__EXERCISE DETAILS__. Reproduce all the data verbatim.

__ENTRIES SUPPLIED__.
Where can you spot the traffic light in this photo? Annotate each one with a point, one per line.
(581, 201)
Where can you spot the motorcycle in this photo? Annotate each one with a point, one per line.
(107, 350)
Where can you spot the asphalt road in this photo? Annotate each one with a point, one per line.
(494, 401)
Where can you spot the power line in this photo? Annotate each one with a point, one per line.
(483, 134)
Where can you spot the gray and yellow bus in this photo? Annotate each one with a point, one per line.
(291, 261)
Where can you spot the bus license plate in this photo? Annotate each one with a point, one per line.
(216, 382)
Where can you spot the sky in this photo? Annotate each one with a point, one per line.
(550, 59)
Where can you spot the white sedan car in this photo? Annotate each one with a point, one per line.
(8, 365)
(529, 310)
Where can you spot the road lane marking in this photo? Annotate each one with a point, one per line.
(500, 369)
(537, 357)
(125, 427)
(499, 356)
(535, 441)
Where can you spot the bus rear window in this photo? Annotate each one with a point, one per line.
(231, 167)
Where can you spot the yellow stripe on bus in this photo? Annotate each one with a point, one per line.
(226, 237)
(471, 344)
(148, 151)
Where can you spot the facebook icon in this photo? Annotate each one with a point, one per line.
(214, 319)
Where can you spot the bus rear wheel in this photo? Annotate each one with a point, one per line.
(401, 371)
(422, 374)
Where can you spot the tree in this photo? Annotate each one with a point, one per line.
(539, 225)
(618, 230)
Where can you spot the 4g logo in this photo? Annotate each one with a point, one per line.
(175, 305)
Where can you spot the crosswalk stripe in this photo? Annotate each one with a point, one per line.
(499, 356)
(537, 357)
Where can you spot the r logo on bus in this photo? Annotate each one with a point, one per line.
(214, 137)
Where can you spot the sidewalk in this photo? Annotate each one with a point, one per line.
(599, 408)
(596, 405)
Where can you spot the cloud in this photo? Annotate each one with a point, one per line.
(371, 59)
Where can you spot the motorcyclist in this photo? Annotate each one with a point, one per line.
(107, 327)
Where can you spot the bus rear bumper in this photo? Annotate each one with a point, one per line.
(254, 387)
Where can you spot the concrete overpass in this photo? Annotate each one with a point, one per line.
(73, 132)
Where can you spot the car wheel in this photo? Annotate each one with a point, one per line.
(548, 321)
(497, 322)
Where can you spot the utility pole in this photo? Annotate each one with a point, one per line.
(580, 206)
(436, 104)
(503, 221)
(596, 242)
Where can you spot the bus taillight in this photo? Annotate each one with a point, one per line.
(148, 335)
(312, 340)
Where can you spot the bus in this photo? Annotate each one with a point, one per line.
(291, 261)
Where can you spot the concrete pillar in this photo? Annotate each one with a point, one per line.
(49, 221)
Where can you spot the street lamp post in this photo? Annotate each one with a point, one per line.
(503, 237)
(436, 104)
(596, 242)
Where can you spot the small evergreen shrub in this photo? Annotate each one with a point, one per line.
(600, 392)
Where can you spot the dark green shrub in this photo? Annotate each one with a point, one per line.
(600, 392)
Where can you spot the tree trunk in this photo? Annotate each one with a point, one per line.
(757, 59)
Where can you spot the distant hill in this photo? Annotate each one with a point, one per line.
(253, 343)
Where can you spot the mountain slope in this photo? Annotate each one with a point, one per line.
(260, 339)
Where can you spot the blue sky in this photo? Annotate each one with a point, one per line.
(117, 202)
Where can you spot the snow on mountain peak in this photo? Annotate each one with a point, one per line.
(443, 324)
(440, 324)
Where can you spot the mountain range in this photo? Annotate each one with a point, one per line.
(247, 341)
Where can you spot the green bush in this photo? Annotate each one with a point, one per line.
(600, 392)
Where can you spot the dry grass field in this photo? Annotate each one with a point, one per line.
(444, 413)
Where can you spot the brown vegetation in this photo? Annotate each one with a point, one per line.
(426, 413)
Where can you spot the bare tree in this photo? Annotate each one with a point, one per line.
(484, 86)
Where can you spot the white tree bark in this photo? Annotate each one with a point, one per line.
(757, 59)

__SOLUTION TO THE PROBLEM__.
Where can you spot the traffic light in this photo? Annotate each one with a point, one per line.
(581, 201)
Where can you spot the motorcycle in this photo? Annotate each one with a point, one per line.
(107, 350)
Where can you spot the asphalt road in this photo? Annotate each one with a point, one per line.
(494, 401)
Where can you spot the power line in this photo? Annotate each one with a point, one per line.
(483, 134)
Where can you spot the gray and yellow bus in this photo? Annotate each one with a point, one per line.
(291, 261)
Where can you spot the bus license plate in this photo? Annotate each one with a point, one per line.
(216, 382)
Where can you spot the sky in this photo? Annotate each one with a point, one per line.
(550, 59)
Where can you spot the white sedan car in this photo? Annotate each one with a point, one per line.
(8, 365)
(529, 310)
Where can you spot the road lane marking in this photo? Annotate each one with a point, one per line.
(500, 369)
(537, 357)
(125, 427)
(499, 356)
(535, 441)
Where can you spot the bus rear window in this photo? Annotate each one with a point, one per line.
(231, 167)
Where can you spot the yellow stripe on bus in this photo? Annotate each one with a point, one per line.
(226, 237)
(471, 344)
(148, 151)
Where can you spot the facebook icon in this photo? Annotate each one with a point, one per line.
(214, 319)
Where can you spot the bus rear wheel in this photo? Annotate each one with a point, one per line.
(401, 371)
(422, 374)
Where can you spot the tree in this photo? Annotate each one with a point, one per line.
(539, 225)
(618, 230)
Where can you spot the 4g logo in this photo? Annotate each one with a point, one per line.
(175, 305)
Where can you spot the crosswalk stripe in this photo? Annotate each one with a point, one per line.
(499, 356)
(537, 357)
Where can you spot the r logo on bus in this photo? Annotate each one with a point, one per line.
(214, 137)
Where can you spot the sidewalk in this photo? Annotate each one with a point, one per line.
(599, 408)
(596, 405)
Where can you spot the cloud in this photo? Annotate each one with a point, one per line.
(371, 59)
Where can you spot the motorcyclist in this photo? Annotate each one with a point, one per line.
(107, 327)
Where can you spot the bus rear bumper in this photo? Annotate each one with a point, one per line.
(254, 387)
Where can you spot the concrete overpass in this photo? Annotate each one with a point, one per line.
(73, 132)
Where can you spot the car wheel in this photo? Annotate each one with a point, one per line.
(548, 321)
(497, 322)
Where can you spot the utility pole in this photo? Annotate each one with a point, one per line.
(580, 206)
(436, 104)
(503, 221)
(596, 242)
Where can you spot the bus taillight in this photo? Annotate each one with a point, one per line.
(148, 335)
(312, 340)
Where can you spot the bus in this photo? Annotate each one with a point, one per line.
(291, 261)
Where can you spot the concrete pillar in this photo? Annotate each one with a point, one per line.
(49, 221)
Where can you spot the street lamp post in this photo? Annotate each one with a point, one per line.
(503, 237)
(436, 104)
(596, 242)
Where can you spot the small evergreen shrub in this photo? Annotate each one with a point, one per line.
(600, 392)
Where can you spot the dark green shrub in this photo? Annotate each one with a point, one per line.
(600, 392)
Where can you spot the tree trunk in this photo? Annotate each one with a point, one per line.
(757, 59)
Where can you spot the distant hill in this photo? Annotate each one with a point, one per line.
(253, 343)
Where can you spot the mountain slope in this photo? Annotate each one with a point, one per line.
(260, 339)
Where can you spot the blue sky in this photo? Annotate each one with a point, one per line.
(117, 202)
Where can you spot the snow on mountain peak in this photo? Annotate each one with a point, one per line.
(443, 324)
(440, 324)
Where can you spot the mountain range in this photo? Annotate each one with a point, one per line.
(247, 341)
Where can you spot the green bush in this photo? Annotate each one with a point, one per line.
(600, 392)
Where can you spot the dry grass field in this photo? Annotate each one with a point, one per line.
(444, 413)
Where can you spot the brown vegetation in this photo? Annotate each one with a point, one per line.
(426, 413)
Where can you spot the bare tree in this photo? Annotate each one with a point, one per line.
(484, 86)
Where can you spot the white tree bark in this photo? Annotate each one with a point, one per line.
(757, 59)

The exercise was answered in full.